======== Input records

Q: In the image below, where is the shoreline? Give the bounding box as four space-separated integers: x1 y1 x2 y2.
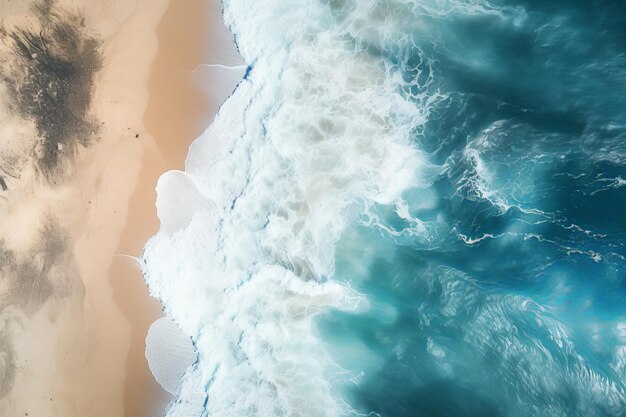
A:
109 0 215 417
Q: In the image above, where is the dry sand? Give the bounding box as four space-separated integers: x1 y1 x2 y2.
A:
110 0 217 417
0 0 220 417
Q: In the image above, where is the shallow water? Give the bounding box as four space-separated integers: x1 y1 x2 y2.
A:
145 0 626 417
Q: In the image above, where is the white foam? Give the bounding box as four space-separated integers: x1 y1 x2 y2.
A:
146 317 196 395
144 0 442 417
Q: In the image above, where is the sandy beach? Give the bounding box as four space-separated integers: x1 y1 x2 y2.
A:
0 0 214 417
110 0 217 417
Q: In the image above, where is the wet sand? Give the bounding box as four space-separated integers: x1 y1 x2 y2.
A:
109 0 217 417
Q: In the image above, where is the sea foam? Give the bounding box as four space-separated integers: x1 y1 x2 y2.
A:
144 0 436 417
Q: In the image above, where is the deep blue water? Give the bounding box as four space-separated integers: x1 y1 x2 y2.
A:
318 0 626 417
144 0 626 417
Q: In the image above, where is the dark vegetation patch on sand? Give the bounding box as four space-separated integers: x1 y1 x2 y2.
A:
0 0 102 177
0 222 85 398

================
======== Input records

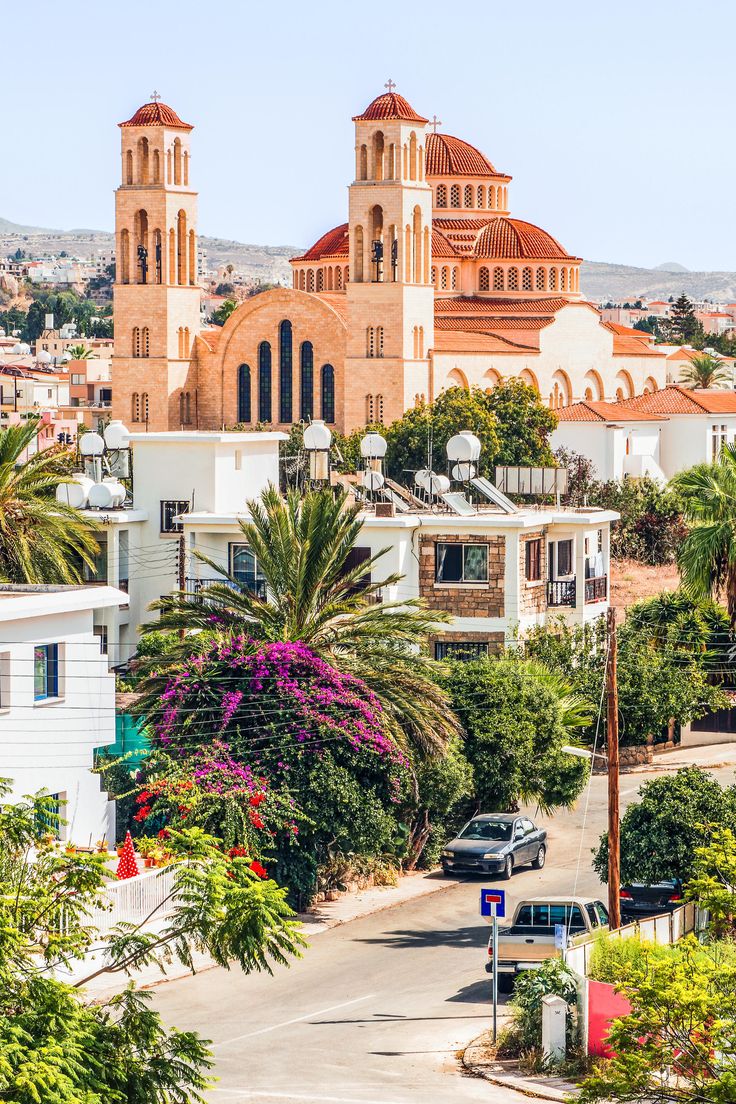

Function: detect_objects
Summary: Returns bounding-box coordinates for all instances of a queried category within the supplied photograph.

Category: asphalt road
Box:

================

» Short task
Rewrite the lines that begin at the one containing "Q: In the image above, where is the white" and stop after the one containing "144 0 442 417", keeping the request text as is. Multiply each bounding-box coordinate in the answers by 0.8, rounding to whole numbers with halves going up.

» Completed task
Q: In the image above, where is the white foam? Give the bounding box as four space-separated integers: x1 y1 x2 y2.
A:
117 254 157 316
115 0 354 334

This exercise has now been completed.